> _Entries for pointing and labeling_:
==========

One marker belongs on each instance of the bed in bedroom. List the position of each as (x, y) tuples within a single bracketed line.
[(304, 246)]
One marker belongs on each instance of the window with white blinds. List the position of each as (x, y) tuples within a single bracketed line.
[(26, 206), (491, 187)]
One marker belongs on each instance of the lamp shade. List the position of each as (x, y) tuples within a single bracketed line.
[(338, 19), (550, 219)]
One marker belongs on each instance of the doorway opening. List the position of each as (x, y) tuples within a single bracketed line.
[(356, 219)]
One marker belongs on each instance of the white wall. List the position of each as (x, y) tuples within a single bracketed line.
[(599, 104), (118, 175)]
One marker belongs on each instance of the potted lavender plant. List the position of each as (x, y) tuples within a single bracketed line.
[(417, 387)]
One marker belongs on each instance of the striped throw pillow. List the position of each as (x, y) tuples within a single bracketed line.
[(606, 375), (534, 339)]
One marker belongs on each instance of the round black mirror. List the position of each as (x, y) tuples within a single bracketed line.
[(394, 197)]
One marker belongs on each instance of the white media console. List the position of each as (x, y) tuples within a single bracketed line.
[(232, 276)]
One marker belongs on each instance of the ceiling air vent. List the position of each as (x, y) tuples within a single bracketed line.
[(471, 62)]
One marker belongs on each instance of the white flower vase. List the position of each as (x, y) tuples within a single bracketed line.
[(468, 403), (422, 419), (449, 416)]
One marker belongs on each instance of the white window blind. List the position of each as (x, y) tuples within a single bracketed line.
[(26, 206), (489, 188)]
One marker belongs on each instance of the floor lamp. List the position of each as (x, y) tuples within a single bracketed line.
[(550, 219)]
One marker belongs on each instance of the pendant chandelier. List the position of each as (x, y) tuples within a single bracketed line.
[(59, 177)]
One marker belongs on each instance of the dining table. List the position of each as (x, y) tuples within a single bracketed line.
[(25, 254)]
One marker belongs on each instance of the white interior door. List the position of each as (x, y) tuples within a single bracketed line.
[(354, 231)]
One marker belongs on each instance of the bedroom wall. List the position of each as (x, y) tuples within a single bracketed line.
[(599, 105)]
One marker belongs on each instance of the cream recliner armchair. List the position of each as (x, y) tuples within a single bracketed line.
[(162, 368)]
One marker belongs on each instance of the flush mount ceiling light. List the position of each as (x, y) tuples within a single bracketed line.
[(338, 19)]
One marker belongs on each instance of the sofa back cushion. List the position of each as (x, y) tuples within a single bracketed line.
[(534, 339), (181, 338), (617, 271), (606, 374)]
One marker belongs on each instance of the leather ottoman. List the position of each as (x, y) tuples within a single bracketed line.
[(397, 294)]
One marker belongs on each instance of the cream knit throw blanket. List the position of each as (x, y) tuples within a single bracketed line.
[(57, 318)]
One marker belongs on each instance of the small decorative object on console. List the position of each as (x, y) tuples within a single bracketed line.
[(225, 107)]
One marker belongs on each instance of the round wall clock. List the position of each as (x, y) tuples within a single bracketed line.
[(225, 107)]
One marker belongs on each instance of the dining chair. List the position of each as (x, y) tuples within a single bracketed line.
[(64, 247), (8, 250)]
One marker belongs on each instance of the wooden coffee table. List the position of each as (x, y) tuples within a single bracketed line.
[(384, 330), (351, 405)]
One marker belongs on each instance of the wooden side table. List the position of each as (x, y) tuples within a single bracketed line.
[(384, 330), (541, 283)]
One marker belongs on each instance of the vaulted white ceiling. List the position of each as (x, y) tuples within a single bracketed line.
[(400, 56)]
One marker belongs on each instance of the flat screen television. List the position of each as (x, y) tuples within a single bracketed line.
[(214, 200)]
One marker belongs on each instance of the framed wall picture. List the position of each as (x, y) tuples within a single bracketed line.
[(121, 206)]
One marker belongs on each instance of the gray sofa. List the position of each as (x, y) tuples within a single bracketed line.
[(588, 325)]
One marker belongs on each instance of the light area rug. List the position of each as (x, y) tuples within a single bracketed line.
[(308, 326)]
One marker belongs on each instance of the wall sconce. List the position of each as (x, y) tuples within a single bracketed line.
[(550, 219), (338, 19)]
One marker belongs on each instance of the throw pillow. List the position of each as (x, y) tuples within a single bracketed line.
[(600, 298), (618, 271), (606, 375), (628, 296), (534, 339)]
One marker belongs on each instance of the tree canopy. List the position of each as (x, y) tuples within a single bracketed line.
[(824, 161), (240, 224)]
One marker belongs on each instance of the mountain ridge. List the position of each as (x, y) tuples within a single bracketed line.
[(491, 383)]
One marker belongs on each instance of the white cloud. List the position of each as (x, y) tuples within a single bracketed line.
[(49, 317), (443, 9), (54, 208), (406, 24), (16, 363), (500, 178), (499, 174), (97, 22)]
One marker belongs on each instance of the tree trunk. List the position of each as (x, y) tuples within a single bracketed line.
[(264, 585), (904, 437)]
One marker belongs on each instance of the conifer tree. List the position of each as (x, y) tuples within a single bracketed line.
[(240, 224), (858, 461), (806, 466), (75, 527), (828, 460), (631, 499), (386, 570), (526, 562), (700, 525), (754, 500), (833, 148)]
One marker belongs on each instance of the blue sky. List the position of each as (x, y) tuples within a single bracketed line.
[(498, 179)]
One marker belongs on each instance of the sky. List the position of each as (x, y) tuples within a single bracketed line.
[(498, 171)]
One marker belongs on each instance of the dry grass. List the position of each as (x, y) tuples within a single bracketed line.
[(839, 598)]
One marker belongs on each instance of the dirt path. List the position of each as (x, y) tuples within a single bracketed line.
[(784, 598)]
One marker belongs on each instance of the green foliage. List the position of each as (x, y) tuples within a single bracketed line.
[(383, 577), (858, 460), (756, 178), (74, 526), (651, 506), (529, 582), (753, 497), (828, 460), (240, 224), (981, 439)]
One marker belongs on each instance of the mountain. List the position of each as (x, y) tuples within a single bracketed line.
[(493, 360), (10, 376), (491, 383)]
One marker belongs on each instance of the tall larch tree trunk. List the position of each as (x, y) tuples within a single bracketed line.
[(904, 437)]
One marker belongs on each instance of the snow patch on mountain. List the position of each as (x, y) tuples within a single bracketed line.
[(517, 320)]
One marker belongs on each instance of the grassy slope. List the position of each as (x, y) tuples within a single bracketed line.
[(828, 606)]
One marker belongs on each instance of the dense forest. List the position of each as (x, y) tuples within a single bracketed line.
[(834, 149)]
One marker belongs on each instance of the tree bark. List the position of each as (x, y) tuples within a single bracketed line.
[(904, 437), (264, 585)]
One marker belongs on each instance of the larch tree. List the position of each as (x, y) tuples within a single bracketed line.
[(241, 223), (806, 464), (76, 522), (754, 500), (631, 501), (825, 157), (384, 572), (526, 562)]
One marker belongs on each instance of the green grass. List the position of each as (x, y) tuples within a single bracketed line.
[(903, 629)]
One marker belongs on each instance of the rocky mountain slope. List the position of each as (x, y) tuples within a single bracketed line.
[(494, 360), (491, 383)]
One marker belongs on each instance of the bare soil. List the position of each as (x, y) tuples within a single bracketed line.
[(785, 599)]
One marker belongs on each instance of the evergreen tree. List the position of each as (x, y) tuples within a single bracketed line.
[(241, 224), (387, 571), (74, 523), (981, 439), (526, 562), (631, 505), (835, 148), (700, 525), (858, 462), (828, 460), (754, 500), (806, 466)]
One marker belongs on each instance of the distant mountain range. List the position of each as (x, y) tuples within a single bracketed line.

==========

> _DIRECTIVE_: Reproduce word for word everything in the listing from the line that contains "One marker belongs on each instance of the bare" down to the end of the listing, including both of those lines.

> _RESULT FOR THIS EXERCISE_:
One marker belongs on each instance of the bare soil. List the position of each as (x, y) tuples within a single bracketed line.
[(785, 599)]
One marker belongs on each instance of the evergreen tree. List the position of each as (x, y) tuples within a single bracketed line.
[(241, 224), (387, 571), (74, 523), (981, 439), (526, 562), (631, 505), (835, 148), (700, 525), (858, 462), (828, 460), (754, 500), (806, 466)]
One marker belongs on each instance of the distant mountain range. List the position of each as (x, y) tuples within a single bracketed line.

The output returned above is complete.